EXCERPT
◆ ◆ ◆ ◆

Building on the Positive

“Every morning I drag myself out of bed, get the kids ready for school, and barely make it on time to work. My job’s fine, not great, but it pays the bills. My marriage’s ok. I don’t really have anything to complain about, but something’s not right.” Like many people I see, Tom’s not coming in with a specific problem. He doesn’t want to find a new job or move to a different place; he’s not overwhelmed with sadness or anxiety; he just doesn’t have that zip in his step.

Often with people like Tom I use Solution-Focused Therapy, a theory developed in the late 1970’s in Wisconsin by married therapists Steve de Shazer and Insoo Kim Berg. The goal is to help clients see the exceptions to their problems as solutions, and it works well when people don’t have a specific complaint. I begin with the exception question technique, exploring his life before he felt lethargic. Tom paints a picture of a time when he and his wife were in successful careers, bringing home substantial paychecks and spending weekends hiking around Colorado.

At this point if I abandon the Solution-Focused technique and asked Tom what turned his life from great to so-so, he would blame the economy, family obligations, and living in the mountains. We could spend several sessions exploring his feelings around these topics, and conclude that perhaps he should find a new job or move down the hill.

◆ ◆ ◆ ◆

Stored data entries
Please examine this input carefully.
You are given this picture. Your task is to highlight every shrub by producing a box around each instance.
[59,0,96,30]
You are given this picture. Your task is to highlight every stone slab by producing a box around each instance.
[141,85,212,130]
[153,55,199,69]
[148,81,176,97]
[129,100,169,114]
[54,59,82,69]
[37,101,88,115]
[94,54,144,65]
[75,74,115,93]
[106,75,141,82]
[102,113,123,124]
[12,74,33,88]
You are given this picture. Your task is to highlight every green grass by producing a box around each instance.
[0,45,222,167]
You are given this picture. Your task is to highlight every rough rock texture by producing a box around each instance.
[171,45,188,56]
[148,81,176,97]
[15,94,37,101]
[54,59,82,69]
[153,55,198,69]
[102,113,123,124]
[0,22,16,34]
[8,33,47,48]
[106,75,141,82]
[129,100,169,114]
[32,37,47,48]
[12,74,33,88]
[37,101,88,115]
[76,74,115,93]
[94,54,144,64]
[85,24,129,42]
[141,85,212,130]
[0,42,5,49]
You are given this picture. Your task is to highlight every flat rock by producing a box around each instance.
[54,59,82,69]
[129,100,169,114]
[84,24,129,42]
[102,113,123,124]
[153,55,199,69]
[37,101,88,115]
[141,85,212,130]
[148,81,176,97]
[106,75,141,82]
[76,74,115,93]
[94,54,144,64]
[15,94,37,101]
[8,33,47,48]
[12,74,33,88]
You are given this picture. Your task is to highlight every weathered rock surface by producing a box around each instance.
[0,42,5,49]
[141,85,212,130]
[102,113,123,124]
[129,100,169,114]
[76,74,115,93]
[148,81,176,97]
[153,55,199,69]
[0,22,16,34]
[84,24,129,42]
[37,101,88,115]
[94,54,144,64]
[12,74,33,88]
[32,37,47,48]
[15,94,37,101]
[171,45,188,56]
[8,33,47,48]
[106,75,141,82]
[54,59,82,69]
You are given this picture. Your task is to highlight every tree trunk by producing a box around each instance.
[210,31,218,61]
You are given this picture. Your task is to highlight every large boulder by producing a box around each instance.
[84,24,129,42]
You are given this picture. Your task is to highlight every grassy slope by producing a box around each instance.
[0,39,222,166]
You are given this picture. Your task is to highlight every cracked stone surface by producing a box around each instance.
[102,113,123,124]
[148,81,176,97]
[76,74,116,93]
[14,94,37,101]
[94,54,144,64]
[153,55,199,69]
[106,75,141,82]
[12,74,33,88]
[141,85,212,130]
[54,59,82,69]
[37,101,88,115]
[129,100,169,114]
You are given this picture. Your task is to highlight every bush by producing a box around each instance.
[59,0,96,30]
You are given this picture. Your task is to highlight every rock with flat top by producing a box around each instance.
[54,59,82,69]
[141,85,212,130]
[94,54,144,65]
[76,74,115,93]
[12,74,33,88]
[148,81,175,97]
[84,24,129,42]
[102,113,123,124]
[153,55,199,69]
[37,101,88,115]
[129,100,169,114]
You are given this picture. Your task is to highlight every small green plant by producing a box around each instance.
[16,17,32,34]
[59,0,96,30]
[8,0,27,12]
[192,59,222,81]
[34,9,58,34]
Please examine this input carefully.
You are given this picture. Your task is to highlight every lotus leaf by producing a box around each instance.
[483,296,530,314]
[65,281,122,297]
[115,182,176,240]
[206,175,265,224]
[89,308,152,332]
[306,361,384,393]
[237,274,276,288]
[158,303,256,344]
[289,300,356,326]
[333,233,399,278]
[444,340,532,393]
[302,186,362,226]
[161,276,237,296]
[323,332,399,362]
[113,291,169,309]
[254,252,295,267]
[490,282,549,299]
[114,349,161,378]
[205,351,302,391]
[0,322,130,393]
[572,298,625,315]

◆ ◆ ◆ ◆

INSTRUCTIONS
a - Answer these questions from the excerpt on Solution-Focused Therapy:
(i) Which two therapists developed Solution-Focused Therapy?
(ii) In which state did Tom and his wife spend weekends hiking?
(iii) What three things would Tom blame for his life turning from great to so-so?
b - List every part of the morning routine Tom describes in the excerpt on Solution-Focused Therapy.
c - Write the passage that follows the last sentence of the excerpt on Solution-Focused Therapy.

RESULTS IN ORDER
a -
(i) Steve de Shazer and Insoo Kim Berg
(ii) Colorado
(iii) The economy, family obligations, and living in the mountains

b -
- Dragging himself out of bed
- Getting the kids ready for school
- Barely making it on time to work

c -
However I continue to employ the exception question technique and ask, “What, no matter how small, is working in your life today?” It turns out Tom enjoys family time, dislikes his job, but appreciates his employer’s flexible schedule policy. Plus Tom loves the mountain community and de-stresses by meeting with a group of guys once a week for poker night. After a few sessions and some minor changes building on the positives in his life, Tom feels better and enjoys his life again.

Change is not always about focusing on problems or feelings about problems. Sometimes it’s seeing what is working, and building on that. Take some time this week to find the exceptions in your life; I’d love to hear what you discover!